*Exercise brief:* Each record is to be transcribed in full and exactly.

*Records provided:*
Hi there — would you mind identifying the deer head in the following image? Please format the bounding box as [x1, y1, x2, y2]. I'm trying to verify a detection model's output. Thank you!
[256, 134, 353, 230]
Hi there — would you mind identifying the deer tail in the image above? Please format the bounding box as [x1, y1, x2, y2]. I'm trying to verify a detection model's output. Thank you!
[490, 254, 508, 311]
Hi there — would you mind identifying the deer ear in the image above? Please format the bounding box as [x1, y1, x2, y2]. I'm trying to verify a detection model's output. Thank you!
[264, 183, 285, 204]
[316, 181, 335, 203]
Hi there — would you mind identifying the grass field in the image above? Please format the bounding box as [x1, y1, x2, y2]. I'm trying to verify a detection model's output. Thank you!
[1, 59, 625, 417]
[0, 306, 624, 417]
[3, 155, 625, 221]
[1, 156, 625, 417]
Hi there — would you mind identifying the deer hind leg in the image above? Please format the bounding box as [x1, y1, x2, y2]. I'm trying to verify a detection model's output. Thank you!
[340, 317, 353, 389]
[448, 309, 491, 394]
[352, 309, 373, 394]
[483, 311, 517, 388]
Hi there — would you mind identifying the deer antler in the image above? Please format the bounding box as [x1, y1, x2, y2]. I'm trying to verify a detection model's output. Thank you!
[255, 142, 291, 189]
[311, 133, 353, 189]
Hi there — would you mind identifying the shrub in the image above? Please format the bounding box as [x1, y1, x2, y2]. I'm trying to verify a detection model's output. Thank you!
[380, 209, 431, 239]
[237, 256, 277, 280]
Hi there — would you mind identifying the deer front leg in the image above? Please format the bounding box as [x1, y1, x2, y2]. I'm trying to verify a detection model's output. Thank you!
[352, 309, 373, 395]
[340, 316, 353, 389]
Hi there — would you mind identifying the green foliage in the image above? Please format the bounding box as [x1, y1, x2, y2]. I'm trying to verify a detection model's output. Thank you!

*Exercise output:*
Hi there — would you mind identifying the deer head in the following image? Please format the bounding box as [x1, y1, x2, y2]. I'm trying to verify a detection model's output. Thank you!
[256, 134, 353, 230]
Hi there — would you mind identifying the deer tail in the image above? Please format the bounding box as [x1, y1, x2, y2]. I'm trying to verify a detection model's output. Thank you!
[490, 254, 508, 311]
Hi there — would you mind identifying the deer ear in the image above? Please format the bounding box as [x1, y1, x2, y2]. I'm trying to verify a detection model's output. Thank you!
[264, 183, 285, 204]
[316, 181, 335, 203]
Hi there — would you mind identifying the grass field in the image above? Please format the bounding box as [x1, y1, x2, y2]. I'm trying to verify a detection model's output. Thank you!
[1, 59, 625, 417]
[0, 306, 624, 417]
[3, 155, 625, 221]
[1, 156, 625, 417]
Hi there — would you mind identifying the deer hind leg in the image above? Please format the bounding box as [x1, y1, x2, y2]. I'm trying to verify a detection model's output. Thank you!
[340, 317, 353, 389]
[448, 309, 491, 394]
[352, 309, 373, 394]
[483, 311, 517, 388]
Hi there — would you mind identifying the deer antler in the image above? Please format the bounding box as [x1, y1, x2, y2]. I'm trying to verify a detection model's output. Thank you!
[255, 142, 291, 189]
[311, 133, 353, 189]
Hi there — would you mind identifying the shrub in the image above? Please format the bounding box as [x1, y1, x2, y2]. I'm trying to verify a detection model's output. Thank you!
[380, 209, 431, 239]
[237, 256, 277, 280]
Hi there — would you mind identifying the deer front leg in the image above? Please format the bounding box as [x1, y1, x2, y2]. I'm trying to verify a detection model's output. Thank you!
[352, 309, 373, 395]
[340, 316, 353, 389]
Hi there — would you mind identifying the green foliage in the image above? Please format the bounding box as [x1, y1, x2, y2]. I'm trying to verify a detection model's output. Thank you!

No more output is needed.